WHAT YOU SHOULD DO — Copy the rows exactly as they appear, starting at the line that contains "target: utility pole" and continuing through the last line of the rows, with both ends included.

RAW DATA —
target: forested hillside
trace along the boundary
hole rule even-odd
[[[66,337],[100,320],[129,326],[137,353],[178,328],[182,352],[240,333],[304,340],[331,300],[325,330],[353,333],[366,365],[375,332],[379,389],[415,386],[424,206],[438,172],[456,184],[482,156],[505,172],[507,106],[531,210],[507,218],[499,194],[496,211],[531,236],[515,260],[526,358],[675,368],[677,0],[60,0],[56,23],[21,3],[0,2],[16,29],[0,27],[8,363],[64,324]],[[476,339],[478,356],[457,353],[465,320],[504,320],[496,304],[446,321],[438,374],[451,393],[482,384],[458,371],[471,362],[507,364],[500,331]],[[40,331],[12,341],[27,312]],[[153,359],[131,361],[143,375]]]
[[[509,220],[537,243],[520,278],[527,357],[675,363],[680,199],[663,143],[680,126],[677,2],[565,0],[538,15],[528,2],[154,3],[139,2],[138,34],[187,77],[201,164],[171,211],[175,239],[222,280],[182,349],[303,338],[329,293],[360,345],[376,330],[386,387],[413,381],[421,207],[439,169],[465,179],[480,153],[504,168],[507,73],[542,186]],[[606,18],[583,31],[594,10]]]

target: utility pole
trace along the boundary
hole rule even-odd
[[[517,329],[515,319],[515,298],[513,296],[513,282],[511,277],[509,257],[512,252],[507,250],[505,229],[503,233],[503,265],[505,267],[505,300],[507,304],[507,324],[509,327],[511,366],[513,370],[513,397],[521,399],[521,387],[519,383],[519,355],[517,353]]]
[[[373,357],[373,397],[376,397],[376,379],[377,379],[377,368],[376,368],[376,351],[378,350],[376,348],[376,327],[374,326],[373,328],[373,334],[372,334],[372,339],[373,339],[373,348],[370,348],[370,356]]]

REPLY —
target: utility pole
trace along the boundary
hole rule even-odd
[[[517,329],[515,319],[515,298],[513,296],[513,282],[511,277],[509,257],[512,252],[507,250],[505,229],[503,233],[503,265],[505,267],[505,300],[507,304],[507,324],[509,327],[511,366],[513,370],[513,397],[521,399],[521,387],[519,383],[519,355],[517,353]]]
[[[373,357],[373,397],[376,397],[376,379],[377,379],[377,368],[376,368],[376,351],[378,350],[376,348],[376,327],[374,326],[373,328],[373,334],[372,334],[372,339],[373,339],[373,348],[370,348],[370,356]]]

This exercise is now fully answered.